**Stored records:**
BEGIN
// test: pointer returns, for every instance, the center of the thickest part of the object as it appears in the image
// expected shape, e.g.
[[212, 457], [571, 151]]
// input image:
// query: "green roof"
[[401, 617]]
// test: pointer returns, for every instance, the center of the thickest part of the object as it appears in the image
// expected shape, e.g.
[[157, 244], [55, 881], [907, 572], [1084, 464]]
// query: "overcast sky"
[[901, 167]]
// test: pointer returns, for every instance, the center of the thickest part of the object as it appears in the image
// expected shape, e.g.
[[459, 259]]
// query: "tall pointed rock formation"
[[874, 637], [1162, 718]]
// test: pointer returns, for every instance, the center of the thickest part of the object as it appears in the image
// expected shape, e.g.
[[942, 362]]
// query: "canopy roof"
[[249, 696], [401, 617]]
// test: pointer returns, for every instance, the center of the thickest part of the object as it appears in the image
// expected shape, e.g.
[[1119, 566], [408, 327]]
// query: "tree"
END
**WHAT YOU WILL DO:** Each record above needs to be written out exactly, with nothing left out.

**EXPECTED ANSWER:**
// test: pointer returns, for every instance, the center of the thickest part of the object as it appears in the image
// expected shape, e.g.
[[212, 457], [571, 151]]
// input image:
// query: "green roof"
[[401, 617]]
// test: pointer returns, for every instance, the center of the thickest part of the object as it appears in the image
// expected shape, e.g.
[[157, 244], [55, 881], [907, 572], [1084, 464]]
// query: "overcast sky"
[[901, 167]]
// test: pointer returns, for every instance, the center of the thickest part of the object as it appears in the image
// expected shape, e.g.
[[459, 259]]
// query: "tall pointed rock formation"
[[874, 637], [1162, 718]]
// test: pointer returns, for every instance, the center of the thickest part of the object as it appears in the image
// expected shape, e.g.
[[942, 362]]
// query: "canopy roof"
[[249, 696], [401, 617]]
// test: pointer returns, for every instance, the center of the thickest part of the object as it appears in the image
// expected shape, e.g.
[[1119, 566], [408, 327]]
// query: "tree"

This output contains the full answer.